Exercise description:
Repeat each record below exactly as it is written.
*** Block opens ***
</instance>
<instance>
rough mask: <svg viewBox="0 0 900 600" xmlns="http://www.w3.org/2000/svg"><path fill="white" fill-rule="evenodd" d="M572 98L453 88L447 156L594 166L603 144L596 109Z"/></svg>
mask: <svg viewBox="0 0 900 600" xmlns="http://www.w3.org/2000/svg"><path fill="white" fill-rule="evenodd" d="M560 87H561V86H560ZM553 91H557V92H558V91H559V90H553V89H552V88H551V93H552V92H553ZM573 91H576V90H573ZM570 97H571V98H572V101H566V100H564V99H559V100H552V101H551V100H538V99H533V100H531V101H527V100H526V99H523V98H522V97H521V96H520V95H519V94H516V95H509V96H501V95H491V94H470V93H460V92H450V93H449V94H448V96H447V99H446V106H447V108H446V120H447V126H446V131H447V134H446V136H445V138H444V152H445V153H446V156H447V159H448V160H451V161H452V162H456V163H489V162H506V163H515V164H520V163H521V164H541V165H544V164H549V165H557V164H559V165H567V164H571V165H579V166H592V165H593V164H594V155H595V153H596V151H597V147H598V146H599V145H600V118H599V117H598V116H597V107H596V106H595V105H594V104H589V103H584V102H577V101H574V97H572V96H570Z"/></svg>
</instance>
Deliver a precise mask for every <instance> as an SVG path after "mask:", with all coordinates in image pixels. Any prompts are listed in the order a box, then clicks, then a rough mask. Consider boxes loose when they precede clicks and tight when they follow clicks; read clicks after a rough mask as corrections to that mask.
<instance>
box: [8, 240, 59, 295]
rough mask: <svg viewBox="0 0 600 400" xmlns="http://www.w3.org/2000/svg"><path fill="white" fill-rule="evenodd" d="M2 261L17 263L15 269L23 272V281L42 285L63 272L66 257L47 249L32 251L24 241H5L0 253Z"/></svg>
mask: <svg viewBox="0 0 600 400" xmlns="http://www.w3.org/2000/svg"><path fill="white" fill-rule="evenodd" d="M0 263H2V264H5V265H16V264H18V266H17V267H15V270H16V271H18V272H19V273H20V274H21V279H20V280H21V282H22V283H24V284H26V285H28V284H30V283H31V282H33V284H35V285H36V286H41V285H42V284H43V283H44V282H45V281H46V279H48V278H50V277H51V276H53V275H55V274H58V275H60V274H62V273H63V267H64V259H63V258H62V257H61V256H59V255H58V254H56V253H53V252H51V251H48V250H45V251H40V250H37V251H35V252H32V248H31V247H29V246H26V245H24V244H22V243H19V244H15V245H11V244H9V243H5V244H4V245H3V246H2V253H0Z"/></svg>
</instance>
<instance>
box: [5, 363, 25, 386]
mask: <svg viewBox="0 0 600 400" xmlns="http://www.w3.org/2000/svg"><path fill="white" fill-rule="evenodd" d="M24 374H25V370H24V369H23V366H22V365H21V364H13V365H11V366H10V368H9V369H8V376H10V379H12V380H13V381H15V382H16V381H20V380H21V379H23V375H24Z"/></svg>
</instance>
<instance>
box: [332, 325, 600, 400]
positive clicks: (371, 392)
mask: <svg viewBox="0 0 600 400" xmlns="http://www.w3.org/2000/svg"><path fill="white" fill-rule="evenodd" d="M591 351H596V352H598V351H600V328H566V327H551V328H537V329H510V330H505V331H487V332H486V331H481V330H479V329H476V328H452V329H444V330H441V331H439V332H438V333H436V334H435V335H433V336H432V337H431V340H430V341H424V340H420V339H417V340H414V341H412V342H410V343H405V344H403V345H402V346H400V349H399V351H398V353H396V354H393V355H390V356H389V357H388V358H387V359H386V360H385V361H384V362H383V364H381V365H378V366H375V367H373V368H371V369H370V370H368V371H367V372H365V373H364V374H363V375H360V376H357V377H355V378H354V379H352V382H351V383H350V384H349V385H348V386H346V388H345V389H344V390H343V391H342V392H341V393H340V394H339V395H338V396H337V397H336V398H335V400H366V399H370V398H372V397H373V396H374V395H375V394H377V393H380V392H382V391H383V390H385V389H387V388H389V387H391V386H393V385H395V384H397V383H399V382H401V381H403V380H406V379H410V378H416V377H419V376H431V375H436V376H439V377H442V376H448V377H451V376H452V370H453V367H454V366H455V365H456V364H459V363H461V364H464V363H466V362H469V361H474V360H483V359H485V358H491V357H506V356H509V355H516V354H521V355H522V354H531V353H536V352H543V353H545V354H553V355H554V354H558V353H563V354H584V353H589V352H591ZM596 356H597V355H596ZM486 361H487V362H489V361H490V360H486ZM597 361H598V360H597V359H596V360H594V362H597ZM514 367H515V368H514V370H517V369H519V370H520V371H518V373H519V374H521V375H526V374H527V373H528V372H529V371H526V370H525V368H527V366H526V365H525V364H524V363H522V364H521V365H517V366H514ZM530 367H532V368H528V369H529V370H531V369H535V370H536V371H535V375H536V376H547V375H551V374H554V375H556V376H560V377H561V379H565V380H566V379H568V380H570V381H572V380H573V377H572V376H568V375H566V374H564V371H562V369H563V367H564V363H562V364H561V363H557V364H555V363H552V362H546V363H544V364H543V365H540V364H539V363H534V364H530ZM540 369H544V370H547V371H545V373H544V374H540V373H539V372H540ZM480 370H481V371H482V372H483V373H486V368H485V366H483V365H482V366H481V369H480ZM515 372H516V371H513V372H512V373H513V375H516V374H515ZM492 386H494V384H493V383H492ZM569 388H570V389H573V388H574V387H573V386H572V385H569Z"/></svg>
*** Block closes ***
Answer for this exercise:
</instance>
<instance>
rough mask: <svg viewBox="0 0 900 600" xmlns="http://www.w3.org/2000/svg"><path fill="white" fill-rule="evenodd" d="M572 98L453 88L447 156L594 166L603 144L596 109Z"/></svg>
mask: <svg viewBox="0 0 900 600" xmlns="http://www.w3.org/2000/svg"><path fill="white" fill-rule="evenodd" d="M560 87H561V86H560ZM553 91H557V92H558V91H559V90H553V89H552V88H551V93H552V92H553ZM573 91H576V90H573ZM570 97H571V98H572V101H566V100H564V99H559V100H552V101H551V100H538V99H533V100H531V101H527V100H526V99H523V98H522V97H521V96H520V95H519V94H516V95H509V96H501V95H491V94H470V93H460V92H450V93H449V94H448V96H447V99H446V106H447V108H446V120H447V126H446V131H447V134H446V136H445V138H444V152H445V153H446V156H447V159H448V160H451V161H452V162H456V163H489V162H506V163H515V164H520V163H521V164H541V165H544V164H549V165H557V164H559V165H567V164H571V165H579V166H592V165H593V164H594V155H595V153H596V151H597V147H598V146H599V145H600V118H599V117H598V116H597V107H596V106H595V105H594V104H589V103H584V102H577V101H574V97H572V96H570Z"/></svg>
</instance>
Deliver a precise mask for every <instance> as an SVG path after "mask:", with all coordinates in image pixels. Any prompts are listed in the order a box, then clicks, then a rough mask. Consider boxes loose when they precede clicks and tight when they follow clicks; read clicks after a rough mask as corrections to that mask.
<instance>
box: [8, 240, 59, 295]
rough mask: <svg viewBox="0 0 600 400" xmlns="http://www.w3.org/2000/svg"><path fill="white" fill-rule="evenodd" d="M2 261L17 263L15 269L23 272V281L42 285L63 272L66 257L47 249L32 251L24 241H5L0 253Z"/></svg>
mask: <svg viewBox="0 0 600 400" xmlns="http://www.w3.org/2000/svg"><path fill="white" fill-rule="evenodd" d="M0 263H2V264H5V265H16V264H18V266H17V267H15V270H16V271H18V272H19V273H20V274H21V279H20V280H21V282H22V283H24V284H26V285H28V284H30V283H31V282H33V284H35V285H36V286H41V285H42V284H43V283H44V282H45V281H46V279H48V278H50V277H51V276H53V275H55V274H58V275H60V274H62V273H63V267H64V259H63V258H62V257H61V256H59V255H58V254H56V253H53V252H51V251H48V250H45V251H40V250H37V251H35V252H32V248H31V247H29V246H26V245H24V244H22V243H19V244H15V245H11V244H9V243H5V244H4V245H3V246H2V253H0Z"/></svg>
</instance>
<instance>
box: [5, 363, 25, 386]
mask: <svg viewBox="0 0 600 400" xmlns="http://www.w3.org/2000/svg"><path fill="white" fill-rule="evenodd" d="M24 374H25V370H24V369H23V366H22V365H21V364H13V365H11V366H10V368H9V369H8V376H10V379H12V380H13V381H15V382H16V381H20V380H21V379H23V375H24Z"/></svg>
</instance>
<instance>
box: [332, 325, 600, 400]
positive clicks: (371, 392)
mask: <svg viewBox="0 0 600 400" xmlns="http://www.w3.org/2000/svg"><path fill="white" fill-rule="evenodd" d="M591 351H596V352H598V351H600V328H566V327H551V328H537V329H510V330H505V331H487V332H486V331H481V330H479V329H476V328H452V329H444V330H441V331H439V332H438V333H436V334H435V335H433V336H432V337H431V340H430V341H424V340H420V339H417V340H414V341H412V342H410V343H405V344H403V345H402V346H400V349H399V351H398V353H396V354H393V355H390V356H389V357H388V358H387V359H386V360H385V361H384V362H383V364H381V365H378V366H375V367H373V368H371V369H370V370H368V371H367V372H365V373H364V374H363V375H360V376H357V377H355V378H354V379H352V382H351V383H350V384H349V385H348V386H346V388H345V389H344V390H343V391H342V392H341V393H340V394H339V395H338V396H337V397H336V398H335V400H366V399H370V398H372V397H373V396H374V395H375V394H377V393H380V392H382V391H383V390H385V389H387V388H389V387H391V386H393V385H395V384H397V383H399V382H401V381H403V380H406V379H410V378H416V377H419V376H431V375H436V376H439V377H442V376H448V377H451V376H452V370H453V367H454V366H455V365H456V364H459V363H461V364H464V363H466V362H469V361H474V360H483V359H485V358H491V357H506V356H509V355H516V354H521V355H522V354H531V353H536V352H543V353H545V354H553V355H554V354H558V353H563V354H584V353H589V352H591ZM596 356H597V355H596ZM486 361H487V362H489V361H490V360H486ZM597 361H598V360H597V359H596V360H594V362H597ZM514 367H515V368H514V370H517V369H519V370H520V371H518V373H519V374H521V375H526V374H527V373H528V372H529V371H526V370H525V368H527V366H526V365H525V364H524V363H522V364H521V365H517V366H514ZM530 367H532V368H528V369H529V370H531V369H535V370H536V371H535V375H536V376H547V375H551V374H554V375H556V376H560V377H561V379H565V380H566V379H568V380H570V381H572V380H573V377H572V376H568V375H566V374H564V371H562V369H563V367H564V363H562V364H561V363H557V364H555V363H552V362H546V363H544V364H543V365H540V364H539V363H534V364H530ZM540 369H544V370H547V371H545V373H544V374H540V373H539V372H540ZM480 370H481V371H482V372H483V373H486V368H485V366H483V365H482V366H481V369H480ZM515 372H516V371H513V372H512V373H513V375H516V374H515ZM492 386H494V384H493V383H492ZM569 388H570V389H573V388H574V387H573V386H572V385H569Z"/></svg>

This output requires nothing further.